Saved data entries:
** Start **

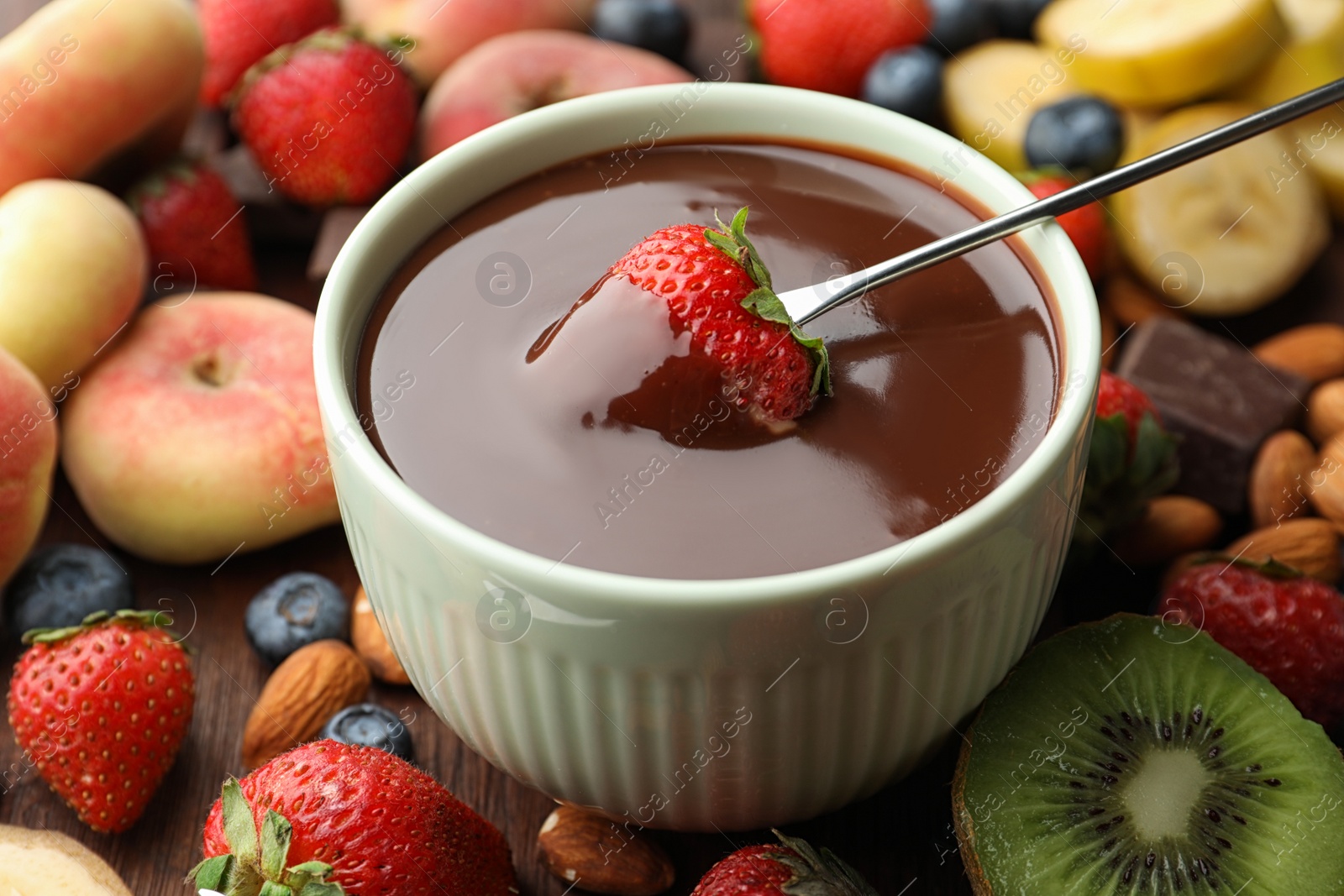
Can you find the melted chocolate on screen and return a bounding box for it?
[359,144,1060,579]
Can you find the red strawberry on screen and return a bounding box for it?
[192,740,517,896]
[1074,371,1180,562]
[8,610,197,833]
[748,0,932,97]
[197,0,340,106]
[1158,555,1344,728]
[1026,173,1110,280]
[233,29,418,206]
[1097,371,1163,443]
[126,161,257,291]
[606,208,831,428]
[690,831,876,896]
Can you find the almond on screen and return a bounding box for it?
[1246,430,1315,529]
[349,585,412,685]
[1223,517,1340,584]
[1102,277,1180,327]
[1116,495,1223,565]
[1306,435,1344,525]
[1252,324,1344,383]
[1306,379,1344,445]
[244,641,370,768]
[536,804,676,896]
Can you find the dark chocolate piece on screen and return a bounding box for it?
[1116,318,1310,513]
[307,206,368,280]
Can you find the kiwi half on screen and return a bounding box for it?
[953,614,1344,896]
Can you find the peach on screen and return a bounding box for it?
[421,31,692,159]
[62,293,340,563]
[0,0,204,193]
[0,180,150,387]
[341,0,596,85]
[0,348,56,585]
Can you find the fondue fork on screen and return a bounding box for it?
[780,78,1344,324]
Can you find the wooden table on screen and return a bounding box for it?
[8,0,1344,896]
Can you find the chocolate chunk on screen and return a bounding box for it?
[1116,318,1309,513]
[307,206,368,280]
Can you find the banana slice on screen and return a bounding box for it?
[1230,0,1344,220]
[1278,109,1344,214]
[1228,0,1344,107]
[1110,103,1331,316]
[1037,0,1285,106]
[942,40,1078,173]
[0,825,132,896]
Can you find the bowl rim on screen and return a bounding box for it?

** End **

**Written task:** Please update the rows above by changing "on screen" to "in the picture" throughout, keeping every other word the same. Leave the pictures out of your answer.

**Task answer:**
Can you find the melted chocolate in the picture and return a bounding box for it?
[359,144,1060,579]
Can you find the red strawberry in the picture and return a bounding box for it?
[192,740,517,896]
[1074,371,1180,562]
[8,610,197,833]
[748,0,932,97]
[197,0,340,106]
[1158,555,1344,728]
[1026,173,1110,280]
[233,29,418,206]
[1097,371,1163,443]
[126,161,257,291]
[606,208,831,428]
[690,831,876,896]
Can you find the almond in the picture and return a bounding box for it?
[1246,430,1315,529]
[349,585,412,685]
[1223,517,1340,584]
[1102,277,1180,327]
[1116,495,1223,565]
[1306,435,1344,525]
[1252,324,1344,383]
[1306,379,1344,445]
[244,641,370,768]
[536,804,676,896]
Can you find the dark chocolate piece in the picture and return a bounding box for it?
[1116,318,1310,513]
[307,206,368,280]
Can you find the kiwi half in the picture and return a bounding box for it?
[953,614,1344,896]
Can you find the peach in the picture and return a bounding box for it?
[421,31,692,159]
[62,293,340,563]
[0,0,204,193]
[0,180,150,387]
[341,0,596,85]
[0,348,56,585]
Can you find the fondue fork in the picture and return a bounding box for it?
[780,78,1344,324]
Can you find the wooden table in the picture and return a bounding box for it?
[8,0,1344,896]
Can you find the chocolate chunk in the picture and return a bounding box for it?
[1116,318,1309,513]
[307,206,368,280]
Can you find the banana slice in the picture and return a bounding box for it?
[1230,0,1344,220]
[1278,109,1344,214]
[1228,0,1344,107]
[1110,103,1331,316]
[1037,0,1285,106]
[942,40,1078,173]
[0,825,132,896]
Can you find the bowl rim in the picture and return a bounding box for it?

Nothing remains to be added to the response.